*PROBLEM SET*:
• a. Copy out the passage of the essay on Pope Francis from "Philip Lawler, in" to "for liberalizing change.".
• b. Extend the essay on Pope Francis by writing what comes next after its last sentence.

*SELECTED EXCERPT*:
= = = = =

Philip Lawler, in his book Lost Sheperd, argues that Francis is creating confusion intentionally as a means to usher in radical changes that could not be carried out through the formal processes of the Church. By introducing question marks into bedrock doctrines of the Christian faith, the Pope is setting the stage for liberalizing change.

If a Pope, therefore, wants to allow for women priests, he won’t be able to issue a formal declaration, given as how the Church has previously ruled out a female priesthood in not so uncertain terms. What a Pope can do, however, is push the envelope and see how far the question can go. If not female priests, then maybe female deacons. If not deacons, then female “helpers.” The process of exploration and questioning becomes a foot in the door to wider liberalization.

Pastoral exemptions, or exceptions in individual cases, unequivocally become the new standard. With each change, the culture of the Church changes, pushing the norms even further “left” and impelling the faithful and priests to accept even further departures from the previous norm. Referencing the parable of the frog in a pot of boiling water, conservatives warn that we must stop now before the Church is, more or less, boiled alive.  Or, as Ross Douthat warns in his book, before the Church is torn in half by a terrible schism.

There are a few problems with this interpretation of events, however.  First, it seems to underestimate the cadre of faithful Catholics and clergy who are very interested in preserving the Church’s clear teaching. It’s both the mainstream media with its liberal bias and the conservative religious media overcorrecting for that liberal bias, that both consistently suggest a pervasive liberal influence within the institutional Church.

While no doubt there “liberal” wings of the Church, it would be a gross oversight to underestimate the influence of other “factions” or “wings” as well. At this juncture, I’m not even referring to the Cardinal Sarahs and Cardinal Burkes, but to the Cardinal Dolans and Archbishop Carlsons (my own Bishop here in St. Louis) that faithfully shepherd millions upon millions of Catholics. They may not always get it 100% right (I assume they would be the first to admit their own sinfulness and regrets), but they are also not pushing for radical change within the Church either.

= = = = =

*SUPPLIED DATA*:
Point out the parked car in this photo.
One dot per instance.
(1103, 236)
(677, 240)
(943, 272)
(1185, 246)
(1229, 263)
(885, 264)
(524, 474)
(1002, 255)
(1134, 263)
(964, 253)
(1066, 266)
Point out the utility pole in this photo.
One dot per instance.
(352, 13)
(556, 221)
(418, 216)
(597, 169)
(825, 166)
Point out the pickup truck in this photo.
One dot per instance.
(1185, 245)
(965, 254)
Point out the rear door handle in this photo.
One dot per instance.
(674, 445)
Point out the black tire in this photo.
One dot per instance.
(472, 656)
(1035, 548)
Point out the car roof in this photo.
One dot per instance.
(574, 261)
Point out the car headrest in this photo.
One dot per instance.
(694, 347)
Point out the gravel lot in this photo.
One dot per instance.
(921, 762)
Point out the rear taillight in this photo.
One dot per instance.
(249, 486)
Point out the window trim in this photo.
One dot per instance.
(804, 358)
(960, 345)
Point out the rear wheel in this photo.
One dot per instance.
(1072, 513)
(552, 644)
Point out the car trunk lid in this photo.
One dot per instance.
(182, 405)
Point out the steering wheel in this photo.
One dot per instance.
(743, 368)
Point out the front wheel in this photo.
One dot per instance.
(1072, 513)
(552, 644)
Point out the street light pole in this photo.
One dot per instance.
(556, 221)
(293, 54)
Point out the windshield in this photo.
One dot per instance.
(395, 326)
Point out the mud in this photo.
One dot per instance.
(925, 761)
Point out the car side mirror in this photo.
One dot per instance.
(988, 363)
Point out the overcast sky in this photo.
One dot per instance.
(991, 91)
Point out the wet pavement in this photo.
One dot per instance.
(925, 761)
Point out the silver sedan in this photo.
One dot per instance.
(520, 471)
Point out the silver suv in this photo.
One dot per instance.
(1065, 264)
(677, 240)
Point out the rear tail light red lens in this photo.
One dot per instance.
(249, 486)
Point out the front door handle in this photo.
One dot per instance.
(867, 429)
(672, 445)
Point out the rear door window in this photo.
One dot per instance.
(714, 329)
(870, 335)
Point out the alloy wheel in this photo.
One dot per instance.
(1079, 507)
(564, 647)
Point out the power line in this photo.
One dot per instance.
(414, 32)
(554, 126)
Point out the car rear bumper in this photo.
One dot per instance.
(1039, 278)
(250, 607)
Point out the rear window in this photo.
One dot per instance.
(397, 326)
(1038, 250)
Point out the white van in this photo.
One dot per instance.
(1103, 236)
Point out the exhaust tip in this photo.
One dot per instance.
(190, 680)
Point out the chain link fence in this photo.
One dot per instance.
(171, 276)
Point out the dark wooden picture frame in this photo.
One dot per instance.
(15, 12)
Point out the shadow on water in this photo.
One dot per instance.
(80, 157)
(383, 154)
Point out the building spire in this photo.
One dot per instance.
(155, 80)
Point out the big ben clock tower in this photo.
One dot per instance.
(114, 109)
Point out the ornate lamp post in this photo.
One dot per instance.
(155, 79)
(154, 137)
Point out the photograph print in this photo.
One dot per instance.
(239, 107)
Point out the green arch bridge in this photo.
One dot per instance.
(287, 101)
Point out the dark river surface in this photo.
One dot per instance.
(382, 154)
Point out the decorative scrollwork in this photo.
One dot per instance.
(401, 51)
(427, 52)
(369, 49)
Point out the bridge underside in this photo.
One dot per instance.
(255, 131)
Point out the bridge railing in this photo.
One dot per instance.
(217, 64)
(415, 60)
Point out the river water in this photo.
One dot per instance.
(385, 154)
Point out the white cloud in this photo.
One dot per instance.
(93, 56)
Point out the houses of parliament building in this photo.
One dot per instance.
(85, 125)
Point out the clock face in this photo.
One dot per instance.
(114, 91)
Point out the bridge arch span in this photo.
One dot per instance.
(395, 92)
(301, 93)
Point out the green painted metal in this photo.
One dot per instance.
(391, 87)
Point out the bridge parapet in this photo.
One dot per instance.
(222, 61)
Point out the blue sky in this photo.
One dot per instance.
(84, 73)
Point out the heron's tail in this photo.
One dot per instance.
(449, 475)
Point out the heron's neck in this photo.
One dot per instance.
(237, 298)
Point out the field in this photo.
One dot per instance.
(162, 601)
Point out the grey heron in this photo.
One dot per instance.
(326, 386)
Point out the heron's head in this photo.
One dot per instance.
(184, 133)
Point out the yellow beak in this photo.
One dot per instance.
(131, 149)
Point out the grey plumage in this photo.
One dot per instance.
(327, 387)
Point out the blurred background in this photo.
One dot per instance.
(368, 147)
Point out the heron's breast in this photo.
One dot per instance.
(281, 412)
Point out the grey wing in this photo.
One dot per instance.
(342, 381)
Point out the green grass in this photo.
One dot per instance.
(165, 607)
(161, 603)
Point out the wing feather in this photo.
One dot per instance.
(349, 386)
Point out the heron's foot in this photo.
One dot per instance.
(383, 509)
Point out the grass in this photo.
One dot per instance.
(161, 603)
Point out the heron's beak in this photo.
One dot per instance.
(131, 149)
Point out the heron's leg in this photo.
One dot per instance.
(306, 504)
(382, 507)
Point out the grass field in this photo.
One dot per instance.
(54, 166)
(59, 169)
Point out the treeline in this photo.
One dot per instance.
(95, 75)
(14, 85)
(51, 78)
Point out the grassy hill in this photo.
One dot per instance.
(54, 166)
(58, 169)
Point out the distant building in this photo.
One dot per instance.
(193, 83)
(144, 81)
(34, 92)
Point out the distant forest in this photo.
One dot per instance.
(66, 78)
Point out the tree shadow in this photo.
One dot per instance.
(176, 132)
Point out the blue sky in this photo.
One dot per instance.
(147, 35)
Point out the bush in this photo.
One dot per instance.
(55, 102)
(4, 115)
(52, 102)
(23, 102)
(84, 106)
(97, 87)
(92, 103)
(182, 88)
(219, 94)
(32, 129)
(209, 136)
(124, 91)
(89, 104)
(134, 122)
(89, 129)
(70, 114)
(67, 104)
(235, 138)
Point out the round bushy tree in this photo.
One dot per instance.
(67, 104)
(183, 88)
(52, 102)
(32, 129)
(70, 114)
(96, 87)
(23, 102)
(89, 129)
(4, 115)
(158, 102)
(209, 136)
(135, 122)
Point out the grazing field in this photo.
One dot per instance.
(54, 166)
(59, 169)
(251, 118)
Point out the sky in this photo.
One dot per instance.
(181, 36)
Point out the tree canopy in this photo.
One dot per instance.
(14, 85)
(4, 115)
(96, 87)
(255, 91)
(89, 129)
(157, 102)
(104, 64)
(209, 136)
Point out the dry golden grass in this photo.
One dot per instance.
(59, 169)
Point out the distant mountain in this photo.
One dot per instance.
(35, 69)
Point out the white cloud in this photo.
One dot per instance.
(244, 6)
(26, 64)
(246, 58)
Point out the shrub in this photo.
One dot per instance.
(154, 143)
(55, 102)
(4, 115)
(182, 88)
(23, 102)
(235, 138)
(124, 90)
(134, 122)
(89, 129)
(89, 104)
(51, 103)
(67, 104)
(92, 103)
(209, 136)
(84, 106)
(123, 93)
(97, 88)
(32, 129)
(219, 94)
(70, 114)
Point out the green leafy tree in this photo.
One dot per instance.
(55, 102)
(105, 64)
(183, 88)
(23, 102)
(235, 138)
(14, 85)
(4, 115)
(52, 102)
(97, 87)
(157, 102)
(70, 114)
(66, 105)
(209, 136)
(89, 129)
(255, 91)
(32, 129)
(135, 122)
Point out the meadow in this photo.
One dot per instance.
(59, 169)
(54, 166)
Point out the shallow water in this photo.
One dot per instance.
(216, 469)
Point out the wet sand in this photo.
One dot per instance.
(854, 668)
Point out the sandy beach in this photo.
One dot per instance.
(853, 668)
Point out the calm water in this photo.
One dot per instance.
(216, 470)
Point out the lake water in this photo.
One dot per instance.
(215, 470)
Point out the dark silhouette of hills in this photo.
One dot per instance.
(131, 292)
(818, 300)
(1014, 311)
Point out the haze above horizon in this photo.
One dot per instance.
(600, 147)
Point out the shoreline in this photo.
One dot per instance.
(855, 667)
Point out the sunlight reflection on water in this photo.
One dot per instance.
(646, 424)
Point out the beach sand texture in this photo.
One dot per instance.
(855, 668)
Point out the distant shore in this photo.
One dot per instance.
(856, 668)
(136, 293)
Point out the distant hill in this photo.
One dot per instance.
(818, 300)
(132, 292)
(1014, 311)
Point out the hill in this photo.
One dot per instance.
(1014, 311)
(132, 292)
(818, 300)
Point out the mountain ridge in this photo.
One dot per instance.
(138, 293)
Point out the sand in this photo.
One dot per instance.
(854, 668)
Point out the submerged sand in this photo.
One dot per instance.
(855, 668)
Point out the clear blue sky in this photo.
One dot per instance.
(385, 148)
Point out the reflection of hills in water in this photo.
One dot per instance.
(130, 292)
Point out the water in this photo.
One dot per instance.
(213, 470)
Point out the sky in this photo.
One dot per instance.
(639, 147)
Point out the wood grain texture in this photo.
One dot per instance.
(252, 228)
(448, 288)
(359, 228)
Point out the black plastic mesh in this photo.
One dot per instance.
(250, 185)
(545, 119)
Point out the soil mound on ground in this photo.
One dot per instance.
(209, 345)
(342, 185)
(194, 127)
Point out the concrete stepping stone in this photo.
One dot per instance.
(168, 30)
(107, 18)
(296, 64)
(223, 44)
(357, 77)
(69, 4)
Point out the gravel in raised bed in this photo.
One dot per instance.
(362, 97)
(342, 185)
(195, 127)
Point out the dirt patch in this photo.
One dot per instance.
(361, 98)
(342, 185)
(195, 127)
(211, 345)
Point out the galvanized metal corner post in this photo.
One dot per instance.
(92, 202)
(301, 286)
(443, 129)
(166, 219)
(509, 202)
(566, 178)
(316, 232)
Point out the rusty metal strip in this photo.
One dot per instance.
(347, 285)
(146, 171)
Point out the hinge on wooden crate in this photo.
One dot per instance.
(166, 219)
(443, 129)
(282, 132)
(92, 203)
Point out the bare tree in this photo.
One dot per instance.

= = = = =

*REPLIES*:
• a.
Philip Lawler, in his book Lost Sheperd, argues that Francis is creating confusion intentionally as a means to usher in radical changes that could not be carried out through the formal processes of the Church. By introducing question marks into bedrock doctrines of the Christian faith, the Pope is setting the stage for liberalizing change.

• b.
The second problem with this interpretation is, to be sure, a rush to judgment regarding the proposals themselves. For example, anything less than absolute uniformity and rigidity on matters of the moral law is seen as a failure of the Church’s mission to teach and form the faithful. Lawler seems to suggest that if you’re not with Cardinal Raymond Burke, you’re with Cardinal Walter Kasper, who in his mind has exalted conscience to an inordinately high degree. It escapes Lawler that Francis never went as far as the Kasper proposal and, in fact, Amoris Laetitia points to sharp disagreements with the most liberal of recommended pastoral practice regarding the divorced and remarried.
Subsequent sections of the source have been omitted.